PASSAGE FOR REVIEW:
= = =

The 5 Stages of Surviving Customer Service Hell
A satirical descent into automated menus, corporate indifference, and "REPRESENTATIVE!" rage when trying to return a toaster.
→ Read the full essay on PROVOKED
Editor’s Note: Off-Script—the why, what, and oh sh*t moments behind this article.
Every time someone mentions customer service, there’s a look. The thousand-yard stare, the involuntary exhale, the story that starts with “I was on hold for 47 minutes…” and ends with someone screaming “REPRESENTATIVE!” while the chatbot cheerfully types, ‘I understand you’d like to buy a refrigerator!’”
We keep pretending shitty service is just one of those things, a quirk of capitalism or minor modern inconvenience like traffic or slow Wi-Fi.
It’s not.
Because it’s not just bad experiences anymore. It’s a slow-burn psychological experiment and system designed to make you give up.
This piece came from Abby Heugel—our editor and writer who has a gift for making you laugh at things that should make you flip tables. And the reaction in the comments turned into a support group, with people trading war stories like veterans comparing scars.
It took off because it lets us laugh at the descent, and maybe feel a little less unhinged for having lived it.
And no, humor doesn’t fix broken systems. But it does remind you that you’re not alone, you’re not imagining it, and you’re not the problem.



Hahaha this was a brilliant read 😆😆 Coming from someone who has worked in customer service ALL my life (hospitality), I expect FARRRRRR more than the world currently gives.
Nothing lights up my day than to have a laugh-out-loud moment when reading an article! This was that moment: The story that starts with “I was on hold for 47 minutes…” and ends with someone screaming “REPRESENTATIVE!” while the chatbot cheerfully types, ‘I understand you’d like to buy a refrigerator!’” Thank you!

= = =

(Saved entries)
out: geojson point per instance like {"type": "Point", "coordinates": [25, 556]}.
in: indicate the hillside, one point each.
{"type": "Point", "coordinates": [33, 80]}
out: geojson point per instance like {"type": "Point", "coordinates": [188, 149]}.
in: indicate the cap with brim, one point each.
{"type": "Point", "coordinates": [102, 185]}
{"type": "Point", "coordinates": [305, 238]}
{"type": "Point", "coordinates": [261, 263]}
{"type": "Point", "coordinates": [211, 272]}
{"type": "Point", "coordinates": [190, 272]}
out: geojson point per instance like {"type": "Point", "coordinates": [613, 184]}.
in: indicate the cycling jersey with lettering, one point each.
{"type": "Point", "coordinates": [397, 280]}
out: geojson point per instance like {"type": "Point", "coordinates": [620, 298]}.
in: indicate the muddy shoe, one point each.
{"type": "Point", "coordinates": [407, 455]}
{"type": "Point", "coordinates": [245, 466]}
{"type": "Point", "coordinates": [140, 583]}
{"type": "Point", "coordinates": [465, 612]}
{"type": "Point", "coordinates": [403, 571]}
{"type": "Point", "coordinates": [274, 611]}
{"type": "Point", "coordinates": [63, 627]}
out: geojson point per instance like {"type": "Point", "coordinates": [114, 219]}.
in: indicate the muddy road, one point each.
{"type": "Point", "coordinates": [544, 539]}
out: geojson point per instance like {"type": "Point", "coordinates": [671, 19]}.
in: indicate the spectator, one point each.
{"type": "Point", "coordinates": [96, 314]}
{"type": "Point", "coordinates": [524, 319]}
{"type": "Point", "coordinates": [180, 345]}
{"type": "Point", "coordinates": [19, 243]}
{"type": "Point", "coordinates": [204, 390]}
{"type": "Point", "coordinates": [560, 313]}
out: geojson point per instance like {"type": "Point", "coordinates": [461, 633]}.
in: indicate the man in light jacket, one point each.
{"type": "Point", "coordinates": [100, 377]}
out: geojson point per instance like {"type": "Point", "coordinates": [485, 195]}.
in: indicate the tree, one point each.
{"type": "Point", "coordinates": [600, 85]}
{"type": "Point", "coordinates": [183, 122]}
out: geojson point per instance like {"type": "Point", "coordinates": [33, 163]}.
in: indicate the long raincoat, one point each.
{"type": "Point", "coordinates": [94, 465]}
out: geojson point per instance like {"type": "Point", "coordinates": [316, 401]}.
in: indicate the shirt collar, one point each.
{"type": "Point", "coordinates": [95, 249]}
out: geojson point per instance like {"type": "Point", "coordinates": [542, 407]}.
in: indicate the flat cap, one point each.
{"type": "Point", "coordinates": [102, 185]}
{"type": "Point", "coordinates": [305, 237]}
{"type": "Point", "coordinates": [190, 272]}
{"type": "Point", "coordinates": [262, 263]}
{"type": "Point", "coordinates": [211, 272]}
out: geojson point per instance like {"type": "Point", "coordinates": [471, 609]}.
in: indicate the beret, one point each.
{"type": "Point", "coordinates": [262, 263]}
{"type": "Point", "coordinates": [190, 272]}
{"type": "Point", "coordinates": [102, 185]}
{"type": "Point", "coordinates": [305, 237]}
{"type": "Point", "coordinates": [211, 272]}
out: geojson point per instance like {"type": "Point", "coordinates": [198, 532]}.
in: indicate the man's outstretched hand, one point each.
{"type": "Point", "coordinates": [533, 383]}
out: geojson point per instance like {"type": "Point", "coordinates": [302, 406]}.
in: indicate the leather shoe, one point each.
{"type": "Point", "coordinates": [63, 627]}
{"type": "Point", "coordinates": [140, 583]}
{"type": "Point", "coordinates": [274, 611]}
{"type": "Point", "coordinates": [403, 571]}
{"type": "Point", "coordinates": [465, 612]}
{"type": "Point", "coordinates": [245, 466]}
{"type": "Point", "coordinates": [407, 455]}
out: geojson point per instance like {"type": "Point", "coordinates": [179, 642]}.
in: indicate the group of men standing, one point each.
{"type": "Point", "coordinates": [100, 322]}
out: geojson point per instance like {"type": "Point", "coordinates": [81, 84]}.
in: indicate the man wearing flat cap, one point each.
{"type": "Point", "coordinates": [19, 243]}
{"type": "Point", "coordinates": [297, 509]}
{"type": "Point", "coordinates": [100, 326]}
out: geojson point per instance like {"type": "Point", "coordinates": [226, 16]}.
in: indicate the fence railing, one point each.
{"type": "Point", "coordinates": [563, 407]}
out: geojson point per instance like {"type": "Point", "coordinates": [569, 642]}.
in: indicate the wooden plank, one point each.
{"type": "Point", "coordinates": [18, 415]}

= = =

PROBLEM: According to the editor's note on customer service, what three things does humor remind you of?

COMPLETED EXERCISE: That you're not alone, that you're not imagining it, and that you're not the problem.